Source:

+ + + + + + +

The shortcomings of Sanskrit and indeed most Indian vernaculars at the present time is the paucity of translations from other languages. This paucity stretches across the spectrum of texts, from literature to scientific treatises, and is something that needs to be corrected if Sanskrit is ever to become a viable medium for communication.

Even today, the use of English dominates at almost every level of education in India and no one takes any other medium seriously if they seek material advancement. Because of the international situation, this may never change, as English is becoming more and more dominant everywhere in the world and there is even some concern in India that the advantage it enjoys due to having a fairly large English-speaking base is eroding. This is putting even more pressure on improving the English-medium educational system. This is a dangerous development, as it will mean the core of the Indian identity itself will be weakened and the people of this country will become more and more alienated from their own history and culture.

Be that as it may, we represent, let us say, a small but significant coterie of Sanskrit lovers who would like to see it revived as a lingua franca of the Indian intelligentsia on some level or another. But this cannot be done if all we do is hearken back to the age of the Upanishads or Kalidas. The Sanskrit Bharati organization is trying to revive Sanskrit as a spoken language, which is admirable enough, but Sanskrit likely never was nor will be the language of the bazaar. It was always a language of the educated, of the high arts and of ideas.

Sanskrit's lessening influence can be traced to one reason: its insularity. (1) It was pretty much restricted to the elite ruling classes and the brahmins, who controlled education. And (2), after a certain time, brahmins refused to interact with other castes and cultures and so stopped the infusion of life blood into the language.

+ + + + + + +

Source excerpt:
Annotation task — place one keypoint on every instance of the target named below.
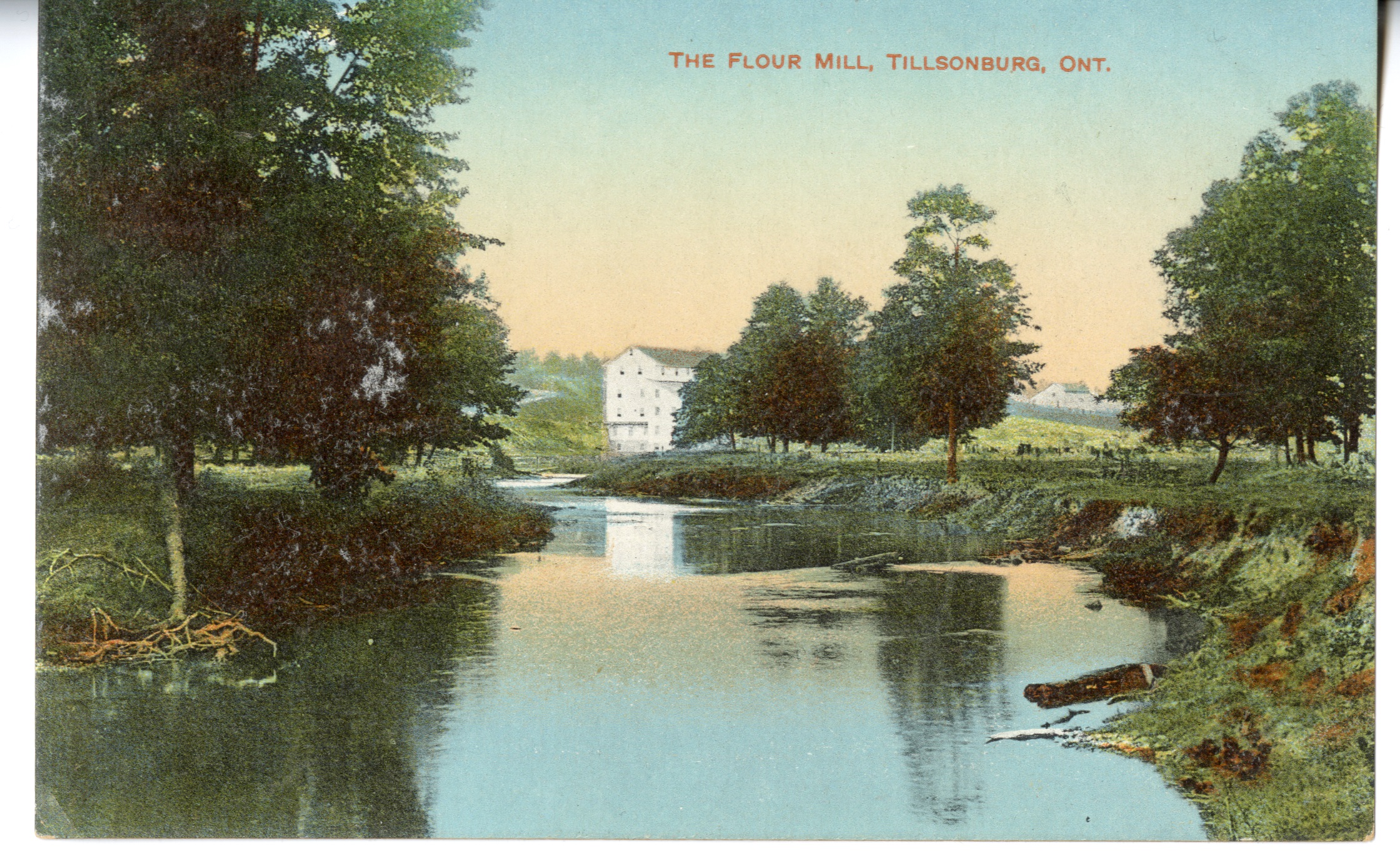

+ + + + + + +

Work to do:
a - According to the passage on Sanskrit, what single reason explains the language's lessening influence?
b - Extract the part of the passage on Sanskrit starting with "Be that as it" and going on through "into the language.".
The lines play no part in the work here.

Answers by task:
a - Its insularity.

b -
Be that as it may, we represent, let us say, a small but significant coterie of Sanskrit lovers who would like to see it revived as a lingua franca of the Indian intelligentsia on some level or another. But this cannot be done if all we do is hearken back to the age of the Upanishads or Kalidas. The Sanskrit Bharati organization is trying to revive Sanskrit as a spoken language, which is admirable enough, but Sanskrit likely never was nor will be the language of the bazaar. It was always a language of the educated, of the high arts and of ideas.

Sanskrit's lessening influence can be traced to one reason: its insularity. (1) It was pretty much restricted to the elite ruling classes and the brahmins, who controlled education. And (2), after a certain time, brahmins refused to interact with other castes and cultures and so stopped the infusion of life blood into the language.